PROBLEM TO SOLVE
The word "bucket" may appear in some lines of the data; copy every such line.

Data records:
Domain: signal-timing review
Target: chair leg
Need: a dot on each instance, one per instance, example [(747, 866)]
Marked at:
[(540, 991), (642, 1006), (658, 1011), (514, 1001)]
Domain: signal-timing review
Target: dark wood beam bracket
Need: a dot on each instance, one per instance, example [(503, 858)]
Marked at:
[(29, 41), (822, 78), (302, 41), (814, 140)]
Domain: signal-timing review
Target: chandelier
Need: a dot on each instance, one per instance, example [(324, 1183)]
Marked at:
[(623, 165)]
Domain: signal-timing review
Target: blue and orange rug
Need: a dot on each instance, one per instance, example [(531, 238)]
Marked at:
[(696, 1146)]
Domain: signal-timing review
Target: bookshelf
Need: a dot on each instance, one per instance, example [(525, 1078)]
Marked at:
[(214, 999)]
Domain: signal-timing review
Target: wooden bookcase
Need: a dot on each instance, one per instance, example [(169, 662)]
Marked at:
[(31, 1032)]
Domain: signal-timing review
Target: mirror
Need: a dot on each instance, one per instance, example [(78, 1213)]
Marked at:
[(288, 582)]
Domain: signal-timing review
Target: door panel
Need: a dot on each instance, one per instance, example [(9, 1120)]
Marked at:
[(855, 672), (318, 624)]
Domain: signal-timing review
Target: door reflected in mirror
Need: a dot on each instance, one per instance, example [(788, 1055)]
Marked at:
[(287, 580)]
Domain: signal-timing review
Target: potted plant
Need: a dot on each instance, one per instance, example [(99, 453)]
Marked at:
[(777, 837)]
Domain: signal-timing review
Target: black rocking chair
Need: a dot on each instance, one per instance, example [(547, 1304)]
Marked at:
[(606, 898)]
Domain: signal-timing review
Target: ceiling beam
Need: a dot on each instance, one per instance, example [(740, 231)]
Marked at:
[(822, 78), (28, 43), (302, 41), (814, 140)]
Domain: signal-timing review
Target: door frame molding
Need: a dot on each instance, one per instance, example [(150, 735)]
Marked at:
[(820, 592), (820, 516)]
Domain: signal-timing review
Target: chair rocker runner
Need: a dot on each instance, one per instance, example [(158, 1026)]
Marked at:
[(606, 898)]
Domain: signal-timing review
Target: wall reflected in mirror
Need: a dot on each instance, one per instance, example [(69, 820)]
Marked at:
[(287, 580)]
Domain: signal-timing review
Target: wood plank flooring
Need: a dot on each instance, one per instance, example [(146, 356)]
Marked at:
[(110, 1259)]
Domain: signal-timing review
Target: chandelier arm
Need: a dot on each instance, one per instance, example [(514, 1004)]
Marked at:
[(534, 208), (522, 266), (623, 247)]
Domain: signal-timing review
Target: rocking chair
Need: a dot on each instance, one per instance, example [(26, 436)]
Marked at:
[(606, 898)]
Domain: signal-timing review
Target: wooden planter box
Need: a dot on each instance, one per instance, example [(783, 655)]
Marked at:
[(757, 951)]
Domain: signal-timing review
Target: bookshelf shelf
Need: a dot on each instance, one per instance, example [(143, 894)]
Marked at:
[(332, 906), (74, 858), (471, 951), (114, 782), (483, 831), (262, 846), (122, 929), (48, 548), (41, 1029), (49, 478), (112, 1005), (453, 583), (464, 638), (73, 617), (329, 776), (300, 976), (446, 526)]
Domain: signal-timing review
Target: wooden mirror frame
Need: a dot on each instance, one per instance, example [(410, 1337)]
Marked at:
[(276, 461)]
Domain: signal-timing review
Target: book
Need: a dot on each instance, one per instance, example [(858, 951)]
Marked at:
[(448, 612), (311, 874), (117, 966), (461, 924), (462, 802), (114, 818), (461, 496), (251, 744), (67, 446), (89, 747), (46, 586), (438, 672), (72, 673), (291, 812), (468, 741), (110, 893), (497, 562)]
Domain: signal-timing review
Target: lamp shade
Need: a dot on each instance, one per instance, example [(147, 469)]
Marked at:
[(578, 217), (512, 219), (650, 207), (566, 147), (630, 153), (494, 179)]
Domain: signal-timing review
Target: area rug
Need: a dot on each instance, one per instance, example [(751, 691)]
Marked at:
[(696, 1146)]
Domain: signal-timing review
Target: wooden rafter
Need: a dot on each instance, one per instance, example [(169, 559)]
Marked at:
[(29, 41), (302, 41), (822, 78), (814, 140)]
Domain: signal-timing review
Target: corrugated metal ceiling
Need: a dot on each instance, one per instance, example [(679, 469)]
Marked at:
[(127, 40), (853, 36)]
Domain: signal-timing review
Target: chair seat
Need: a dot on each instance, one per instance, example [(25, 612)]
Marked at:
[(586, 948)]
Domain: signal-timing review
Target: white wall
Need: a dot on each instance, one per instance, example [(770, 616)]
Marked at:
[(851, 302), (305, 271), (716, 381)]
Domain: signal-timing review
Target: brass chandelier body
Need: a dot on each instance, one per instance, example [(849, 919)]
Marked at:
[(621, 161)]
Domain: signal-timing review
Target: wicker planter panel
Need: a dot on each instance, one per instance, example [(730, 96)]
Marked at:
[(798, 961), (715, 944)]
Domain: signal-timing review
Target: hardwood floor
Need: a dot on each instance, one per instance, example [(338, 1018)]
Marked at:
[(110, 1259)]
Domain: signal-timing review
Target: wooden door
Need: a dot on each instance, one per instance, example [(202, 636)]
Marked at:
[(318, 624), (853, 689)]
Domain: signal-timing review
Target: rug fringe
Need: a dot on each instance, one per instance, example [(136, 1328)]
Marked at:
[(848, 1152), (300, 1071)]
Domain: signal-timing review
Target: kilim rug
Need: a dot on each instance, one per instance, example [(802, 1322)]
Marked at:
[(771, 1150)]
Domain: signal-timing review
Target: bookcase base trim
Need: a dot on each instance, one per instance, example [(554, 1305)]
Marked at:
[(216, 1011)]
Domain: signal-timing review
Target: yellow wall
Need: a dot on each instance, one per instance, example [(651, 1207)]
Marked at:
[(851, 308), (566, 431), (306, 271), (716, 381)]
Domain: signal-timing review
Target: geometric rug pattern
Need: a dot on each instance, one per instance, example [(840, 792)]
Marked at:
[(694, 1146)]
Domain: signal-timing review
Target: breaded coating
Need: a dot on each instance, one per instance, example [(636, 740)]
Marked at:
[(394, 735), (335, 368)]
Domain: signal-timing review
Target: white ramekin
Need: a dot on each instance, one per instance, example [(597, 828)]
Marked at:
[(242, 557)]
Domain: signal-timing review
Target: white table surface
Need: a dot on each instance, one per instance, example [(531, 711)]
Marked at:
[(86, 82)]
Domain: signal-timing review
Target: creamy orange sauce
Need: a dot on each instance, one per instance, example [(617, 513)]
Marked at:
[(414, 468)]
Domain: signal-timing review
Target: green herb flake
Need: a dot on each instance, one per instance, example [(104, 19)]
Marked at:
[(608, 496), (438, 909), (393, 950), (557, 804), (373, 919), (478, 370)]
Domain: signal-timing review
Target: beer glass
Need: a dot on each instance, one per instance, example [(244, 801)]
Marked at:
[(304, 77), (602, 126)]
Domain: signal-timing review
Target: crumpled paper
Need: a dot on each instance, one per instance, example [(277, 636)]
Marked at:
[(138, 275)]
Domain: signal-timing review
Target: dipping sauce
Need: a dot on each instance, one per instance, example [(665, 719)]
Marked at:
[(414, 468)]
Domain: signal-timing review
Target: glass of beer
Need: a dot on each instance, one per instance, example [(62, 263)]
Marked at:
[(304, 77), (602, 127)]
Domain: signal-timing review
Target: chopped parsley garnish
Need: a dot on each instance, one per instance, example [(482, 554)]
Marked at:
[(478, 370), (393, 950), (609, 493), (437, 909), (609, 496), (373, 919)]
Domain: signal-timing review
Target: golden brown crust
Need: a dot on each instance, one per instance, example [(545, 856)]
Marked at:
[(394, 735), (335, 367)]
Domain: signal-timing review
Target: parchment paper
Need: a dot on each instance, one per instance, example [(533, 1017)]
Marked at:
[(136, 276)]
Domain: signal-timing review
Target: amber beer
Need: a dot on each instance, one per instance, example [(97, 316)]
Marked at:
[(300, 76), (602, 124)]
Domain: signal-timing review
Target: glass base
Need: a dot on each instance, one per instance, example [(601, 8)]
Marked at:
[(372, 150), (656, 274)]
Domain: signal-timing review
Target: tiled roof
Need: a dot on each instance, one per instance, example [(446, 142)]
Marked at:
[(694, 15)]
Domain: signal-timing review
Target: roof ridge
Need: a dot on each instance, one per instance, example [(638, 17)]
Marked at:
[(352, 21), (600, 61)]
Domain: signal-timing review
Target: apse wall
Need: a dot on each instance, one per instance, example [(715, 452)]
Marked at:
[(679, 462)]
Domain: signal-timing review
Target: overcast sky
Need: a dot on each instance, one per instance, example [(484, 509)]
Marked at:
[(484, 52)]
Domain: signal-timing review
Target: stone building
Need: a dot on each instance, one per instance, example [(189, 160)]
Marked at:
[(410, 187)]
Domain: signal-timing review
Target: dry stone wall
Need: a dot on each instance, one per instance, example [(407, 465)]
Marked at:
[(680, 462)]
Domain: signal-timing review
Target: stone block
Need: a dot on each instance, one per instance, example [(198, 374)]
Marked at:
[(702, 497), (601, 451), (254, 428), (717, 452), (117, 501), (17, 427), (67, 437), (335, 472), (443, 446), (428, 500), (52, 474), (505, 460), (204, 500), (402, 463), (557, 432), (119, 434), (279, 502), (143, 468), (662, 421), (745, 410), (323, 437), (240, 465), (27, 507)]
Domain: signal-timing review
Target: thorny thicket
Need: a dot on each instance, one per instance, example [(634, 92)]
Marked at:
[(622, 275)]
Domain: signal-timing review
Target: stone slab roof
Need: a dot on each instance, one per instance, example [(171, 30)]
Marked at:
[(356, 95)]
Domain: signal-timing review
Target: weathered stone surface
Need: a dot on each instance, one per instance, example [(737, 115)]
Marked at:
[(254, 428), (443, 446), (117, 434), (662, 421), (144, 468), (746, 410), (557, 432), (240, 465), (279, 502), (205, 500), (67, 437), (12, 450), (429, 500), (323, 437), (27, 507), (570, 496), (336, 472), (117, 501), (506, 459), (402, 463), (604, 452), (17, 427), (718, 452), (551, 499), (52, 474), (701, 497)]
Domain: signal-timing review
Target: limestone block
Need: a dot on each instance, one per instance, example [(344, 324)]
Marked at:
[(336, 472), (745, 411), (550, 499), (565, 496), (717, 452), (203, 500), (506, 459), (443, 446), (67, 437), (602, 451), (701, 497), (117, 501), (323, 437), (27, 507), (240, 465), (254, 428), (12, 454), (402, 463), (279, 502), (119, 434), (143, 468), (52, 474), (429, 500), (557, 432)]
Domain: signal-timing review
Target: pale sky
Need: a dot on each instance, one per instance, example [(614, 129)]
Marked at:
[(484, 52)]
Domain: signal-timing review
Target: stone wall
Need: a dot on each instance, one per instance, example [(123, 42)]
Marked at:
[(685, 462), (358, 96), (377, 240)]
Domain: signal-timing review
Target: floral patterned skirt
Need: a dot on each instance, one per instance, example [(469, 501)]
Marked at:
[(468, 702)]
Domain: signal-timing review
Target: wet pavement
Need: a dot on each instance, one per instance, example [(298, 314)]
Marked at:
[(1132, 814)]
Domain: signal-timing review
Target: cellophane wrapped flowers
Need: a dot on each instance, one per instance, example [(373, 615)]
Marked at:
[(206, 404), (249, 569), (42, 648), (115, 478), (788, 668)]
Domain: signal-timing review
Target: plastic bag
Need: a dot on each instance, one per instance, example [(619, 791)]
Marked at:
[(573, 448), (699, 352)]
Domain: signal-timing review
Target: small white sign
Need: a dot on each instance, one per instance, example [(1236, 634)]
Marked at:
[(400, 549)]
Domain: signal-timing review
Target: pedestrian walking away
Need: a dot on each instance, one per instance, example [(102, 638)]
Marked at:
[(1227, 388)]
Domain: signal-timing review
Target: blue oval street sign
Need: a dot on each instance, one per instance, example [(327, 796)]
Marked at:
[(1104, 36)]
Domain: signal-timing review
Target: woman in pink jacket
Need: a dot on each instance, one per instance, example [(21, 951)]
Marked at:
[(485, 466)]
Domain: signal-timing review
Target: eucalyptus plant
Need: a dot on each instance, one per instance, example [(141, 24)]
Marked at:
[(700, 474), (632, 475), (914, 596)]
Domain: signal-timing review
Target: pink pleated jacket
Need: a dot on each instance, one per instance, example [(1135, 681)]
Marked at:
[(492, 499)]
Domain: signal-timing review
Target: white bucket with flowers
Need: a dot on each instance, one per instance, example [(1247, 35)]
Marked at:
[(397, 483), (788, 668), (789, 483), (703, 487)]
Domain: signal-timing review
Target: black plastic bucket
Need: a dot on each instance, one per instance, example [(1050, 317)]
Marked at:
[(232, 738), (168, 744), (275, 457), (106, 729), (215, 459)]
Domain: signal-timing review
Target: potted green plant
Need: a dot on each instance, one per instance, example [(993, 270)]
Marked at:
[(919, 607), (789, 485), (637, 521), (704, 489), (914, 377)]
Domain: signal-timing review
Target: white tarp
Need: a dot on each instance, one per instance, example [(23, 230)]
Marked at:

THE COMPLETED TASK
Target: white bucket with flowers
Target: black plastic bucket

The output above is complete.